■ **EXERCISE**:
All of the data must be printed exactly; please include every line.

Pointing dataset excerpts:
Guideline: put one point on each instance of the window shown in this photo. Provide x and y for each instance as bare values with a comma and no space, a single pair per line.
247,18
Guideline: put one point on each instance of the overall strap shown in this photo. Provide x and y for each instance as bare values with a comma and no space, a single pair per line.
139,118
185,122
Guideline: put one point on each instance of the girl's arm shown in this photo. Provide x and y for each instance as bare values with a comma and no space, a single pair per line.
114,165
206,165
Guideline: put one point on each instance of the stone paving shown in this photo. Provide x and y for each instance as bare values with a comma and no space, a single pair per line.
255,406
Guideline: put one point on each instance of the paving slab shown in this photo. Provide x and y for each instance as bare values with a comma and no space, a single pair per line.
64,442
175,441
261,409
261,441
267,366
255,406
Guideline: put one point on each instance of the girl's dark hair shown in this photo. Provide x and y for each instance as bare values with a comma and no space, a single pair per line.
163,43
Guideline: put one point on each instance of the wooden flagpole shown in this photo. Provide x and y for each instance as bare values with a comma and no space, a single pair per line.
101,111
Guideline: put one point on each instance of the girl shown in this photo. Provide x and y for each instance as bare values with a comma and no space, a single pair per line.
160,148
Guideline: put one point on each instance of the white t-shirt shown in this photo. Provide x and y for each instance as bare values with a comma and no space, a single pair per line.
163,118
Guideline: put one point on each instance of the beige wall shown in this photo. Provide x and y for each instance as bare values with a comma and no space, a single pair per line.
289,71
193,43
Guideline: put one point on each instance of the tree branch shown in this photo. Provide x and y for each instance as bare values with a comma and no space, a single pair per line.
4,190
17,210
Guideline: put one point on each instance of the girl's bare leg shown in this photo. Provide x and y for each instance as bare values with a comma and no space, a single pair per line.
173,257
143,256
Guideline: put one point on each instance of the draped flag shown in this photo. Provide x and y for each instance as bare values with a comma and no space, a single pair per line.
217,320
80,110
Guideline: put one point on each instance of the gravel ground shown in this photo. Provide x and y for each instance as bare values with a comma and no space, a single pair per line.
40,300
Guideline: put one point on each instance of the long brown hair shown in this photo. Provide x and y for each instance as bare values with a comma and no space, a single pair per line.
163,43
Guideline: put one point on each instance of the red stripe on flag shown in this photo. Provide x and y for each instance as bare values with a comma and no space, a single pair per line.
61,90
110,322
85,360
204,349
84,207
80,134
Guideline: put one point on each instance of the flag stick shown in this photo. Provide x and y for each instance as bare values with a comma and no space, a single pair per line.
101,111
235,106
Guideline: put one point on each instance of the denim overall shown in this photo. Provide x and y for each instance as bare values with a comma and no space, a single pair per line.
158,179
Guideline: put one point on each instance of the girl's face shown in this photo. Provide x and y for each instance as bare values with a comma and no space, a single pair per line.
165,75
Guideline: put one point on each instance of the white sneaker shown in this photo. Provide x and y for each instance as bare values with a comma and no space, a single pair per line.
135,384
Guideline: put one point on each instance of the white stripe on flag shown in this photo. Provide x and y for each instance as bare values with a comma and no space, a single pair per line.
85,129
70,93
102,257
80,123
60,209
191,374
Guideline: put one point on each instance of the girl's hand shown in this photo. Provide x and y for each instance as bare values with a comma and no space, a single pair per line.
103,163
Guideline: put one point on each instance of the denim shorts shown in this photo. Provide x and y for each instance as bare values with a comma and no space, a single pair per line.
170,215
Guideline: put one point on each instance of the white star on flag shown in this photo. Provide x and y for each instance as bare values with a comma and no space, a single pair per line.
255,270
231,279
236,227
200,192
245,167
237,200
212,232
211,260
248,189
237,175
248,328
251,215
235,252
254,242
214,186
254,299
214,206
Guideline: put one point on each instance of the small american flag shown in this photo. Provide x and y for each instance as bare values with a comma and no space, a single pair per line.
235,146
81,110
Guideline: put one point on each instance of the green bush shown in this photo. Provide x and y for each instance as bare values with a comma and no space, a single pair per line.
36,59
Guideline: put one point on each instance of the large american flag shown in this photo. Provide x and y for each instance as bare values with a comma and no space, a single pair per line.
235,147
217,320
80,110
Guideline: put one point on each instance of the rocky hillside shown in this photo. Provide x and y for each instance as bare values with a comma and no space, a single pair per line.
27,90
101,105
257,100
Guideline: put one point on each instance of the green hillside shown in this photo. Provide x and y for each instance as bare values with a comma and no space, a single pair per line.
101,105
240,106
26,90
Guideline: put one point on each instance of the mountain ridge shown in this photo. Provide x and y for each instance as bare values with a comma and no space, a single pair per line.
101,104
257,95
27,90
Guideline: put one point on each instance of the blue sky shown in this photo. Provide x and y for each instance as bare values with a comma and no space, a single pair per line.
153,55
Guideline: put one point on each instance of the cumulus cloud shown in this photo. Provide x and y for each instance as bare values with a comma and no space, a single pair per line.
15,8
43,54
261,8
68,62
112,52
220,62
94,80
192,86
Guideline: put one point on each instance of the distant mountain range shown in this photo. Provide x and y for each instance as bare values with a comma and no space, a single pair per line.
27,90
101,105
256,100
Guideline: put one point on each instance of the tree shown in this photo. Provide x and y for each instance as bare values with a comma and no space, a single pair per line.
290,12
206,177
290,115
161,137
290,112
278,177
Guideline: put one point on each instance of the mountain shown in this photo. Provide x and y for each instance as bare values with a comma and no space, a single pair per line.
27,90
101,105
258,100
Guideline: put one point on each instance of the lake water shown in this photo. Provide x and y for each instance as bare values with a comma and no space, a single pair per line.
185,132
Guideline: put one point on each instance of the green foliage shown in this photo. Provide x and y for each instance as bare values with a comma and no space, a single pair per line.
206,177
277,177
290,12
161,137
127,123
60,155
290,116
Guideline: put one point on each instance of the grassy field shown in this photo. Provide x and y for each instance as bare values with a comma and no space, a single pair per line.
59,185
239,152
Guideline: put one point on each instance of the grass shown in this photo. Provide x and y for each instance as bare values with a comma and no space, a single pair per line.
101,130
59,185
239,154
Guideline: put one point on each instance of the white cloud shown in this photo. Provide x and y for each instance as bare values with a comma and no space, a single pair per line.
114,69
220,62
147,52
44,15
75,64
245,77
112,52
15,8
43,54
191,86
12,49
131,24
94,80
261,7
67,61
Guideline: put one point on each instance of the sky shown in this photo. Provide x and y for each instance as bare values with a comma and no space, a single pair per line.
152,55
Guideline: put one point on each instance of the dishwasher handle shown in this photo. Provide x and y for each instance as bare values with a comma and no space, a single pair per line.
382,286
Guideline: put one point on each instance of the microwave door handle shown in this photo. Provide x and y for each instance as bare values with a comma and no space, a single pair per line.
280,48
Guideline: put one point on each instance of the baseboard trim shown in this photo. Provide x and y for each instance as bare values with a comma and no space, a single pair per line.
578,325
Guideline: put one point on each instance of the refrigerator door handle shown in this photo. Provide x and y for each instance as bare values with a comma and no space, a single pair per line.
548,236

■ **RESPONSE**:
Guideline: put one point on each instance of the window shown in this photo. Provide x and y for each instance as bare values with a comma and no space, a single pair per line.
247,18
Guideline: put one point on each instance of the overall strap shown in this photo. Provide x and y for each instance as bare values with a comma and no space, a single pair per line.
139,118
185,122
Guideline: put one point on each instance of the girl's arm shown in this photo. Provide x and y for each instance as bare values with a comma and no space, a single pair per line.
114,165
206,165
Guideline: put one point on each instance of the stone paving shown in this photo. Provide x and y for each instance as bare values with a comma and no space, a single pair per line.
255,406
Guideline: put one point on each instance of the paving slab shown in this photo. Provide x and y for each instance as bare values with a comma and no space, a single pair per line.
64,442
175,441
261,409
261,441
267,366
255,406
Guideline: put one point on each instance of the girl's dark hair shown in this photo. Provide x and y for each instance as bare values with a comma and no space, a single pair per line.
163,43
Guideline: put one point on each instance of the wooden flagpole shown in this photo. Provide x and y for each instance as bare values with a comma and no space, a single pair per line.
101,111
Guideline: put one point on each instance of the girl shown in this photo. Provide x and y for each instance as bare values with a comma and no space, a single pair per line.
160,148
Guideline: put one point on each instance of the white t-shirt shown in this photo. Provide x and y for each instance as bare values with a comma and no space, a single pair per line.
163,118
Guideline: put one point on each instance of the beige wall shown in this photo. Provide x and y for each instance as bare values with a comma and no space, a single pair per line.
289,71
193,43
Guideline: put one point on each instance of the tree branch shown in this photo. Provide x and y for each instance as bare values with a comma and no space, a single pair per line.
4,190
17,210
Guideline: put one point on each instance of the girl's bare leg shown in this photo. Provide x and y for each instance as bare values with a comma and no space, a single pair per line.
173,257
143,256
Guideline: put one point on each instance of the draped flag shown in this photo. Provide x and y for each instance as bare values with a comma and no space, a single pair per line.
217,320
80,110
Guideline: put one point on each instance of the gravel ground shown in this photo. Provide x and y for each instance as bare values with a comma and no space, a single pair per line.
40,300
Guideline: put one point on each instance of the long brown hair shown in this photo. Provide x and y for each instance as bare values with a comma and no space, a single pair per line.
163,43
Guideline: put one point on each instance of the red stripe on flag shown in this photo. Provide x and y for each instance as bare values with a comma and no space, a single pair per line.
61,90
110,322
85,360
204,349
84,207
80,134
Guideline: put one point on each instance of the flag stick shown in this photo. Provide x and y for each instance as bare values with a comma and no space, a single pair per line.
101,111
235,106
Guideline: put one point on each instance of the denim overall shown in this photo. Provide x and y for each instance as bare values with a comma and no space, a single pair per line.
158,179
Guideline: put one point on each instance of the girl's face shown in this photo. Provide x and y for each instance as bare values with a comma and no space, a single pair per line.
165,75
Guideline: put one point on each instance of the white sneaker shown in this photo. Provide x and y for each instance as bare values with a comma and no space, a single pair per line.
135,384
Guideline: put one point on each instance of the white stripe on flag shown in this photo. Provide x and y for each instance as bare values with a comma and no space, a single pair per line.
85,129
70,93
102,257
80,123
60,209
191,374
Guideline: put one point on each instance of the girl's hand shown in this photo. Provide x and y for each instance as bare values with a comma and no space, a single pair per line.
103,163
Guideline: put one point on each instance of the denim shorts shown in this photo. Provide x and y for each instance as bare values with a comma and no space, a single pair per line.
170,215
Guideline: put one point on each instance of the white star on flag shown in this photo. Provide x and y for each instance as bare values with a comma and no space, a single pair per line.
255,270
231,279
236,227
200,192
245,167
237,200
212,232
211,260
248,189
237,175
248,328
251,215
235,252
254,242
214,186
254,299
214,206
Guideline: put one point on each instance of the small american flag shown in this photo. Provide x and y for each instance as bare values with a comma and no space, a single pair per line.
235,146
81,110
Guideline: put one point on each instance of the green bush shown in this photo. Provide x and y for each instance as bare values with a comma and no space, a single pair per line.
36,59
Guideline: put one point on each instance of the large american flag shown in this photo. Provide x and y for each instance as bare values with a comma and no space, a single pair per line.
235,147
217,320
80,110
Guideline: put one point on each instance of the rocky hillside shown in this photo. Provide x and y for each instance as bare values with a comma and no space, a single pair per line.
27,90
101,105
257,100
Guideline: put one point on each instance of the green hillside shown in this photo. Provide x and y for each instance as bare values with a comma and no space, a single pair per line.
101,105
240,106
26,90
Guideline: put one point on each instance of the mountain ridge shown in this photo. Provide x and y for each instance as bare values with a comma and no space, a single pair per line.
101,104
257,95
27,90
Guideline: put one point on each instance of the blue sky shown in this photo. Provide x and y for each instance as bare values with a comma and no space, a single pair per line.
153,55
Guideline: put one point on each instance of the cumulus cloud shown in this photo. Provide x and y for each instance as bare values with a comma and no space, a single pair per line.
15,8
43,54
261,8
68,62
112,52
220,62
94,80
192,86
Guideline: put one point on each instance of the distant mountain range shown in this photo. Provide x and y for each instance as bare values with a comma and no space, a single pair per line.
27,90
101,105
256,100
Guideline: put one point on each instance of the tree shown in this photo. Provide x and y for each instance as bare values with a comma and no space, a single pair per line.
290,12
206,177
290,115
161,137
290,112
278,177
Guideline: put one point on each instance of the mountain shown in this photo. Provide x and y for each instance as bare values with a comma and no space, a single pair per line.
27,90
101,105
258,100
Guideline: put one point on each instance of the lake water shown in this photo. Provide x and y for each instance as bare values with a comma and no space, a single pair per line.
185,132
Guideline: put one point on each instance of the green foliage shown in this photo. Provide x and y for each instance as bare values with a comma and no space, a single pair per line.
206,177
277,177
290,12
161,137
127,123
60,155
290,116
Guideline: put one point on each instance of the grassy field shown in this photo. Provide x and y for each instance as bare values with a comma and no space, a single pair per line.
59,185
239,152
Guideline: put one point on each instance of the grass shown in this photo. Provide x and y for each instance as bare values with a comma and no space, a single pair per line.
101,130
59,185
239,154
Guideline: put one point on each instance of the white cloud shown in this photo. Provide x and y for each instance as bare values with a comma and no space, a single pair per line.
114,69
220,62
147,52
44,15
75,64
245,77
112,52
15,8
43,54
191,86
12,49
131,24
94,80
261,7
67,61
Guideline: put one point on each instance of the sky shown in this photo. Provide x and y for each instance as bare values with a comma and no space, a single pair per line.
152,55
Guideline: put one point on each instance of the dishwasher handle shown in this photo. Provide x and y for each instance as bare values with a comma and no space, a single pair per line.
382,286
Guideline: put one point on each instance of the microwave door handle shown in this photo. Provide x and y for each instance as bare values with a comma and no space, a single pair per line.
280,48
Guideline: put one point on each instance of the baseboard trim shown in this photo. Provide x and y for each instance as bare values with a comma and no space, a single pair per line.
578,325
Guideline: put one point on each instance of the refrigerator door handle shown in this photo. Provide x and y for each instance as bare values with a comma and no space, a single pair per line.
548,236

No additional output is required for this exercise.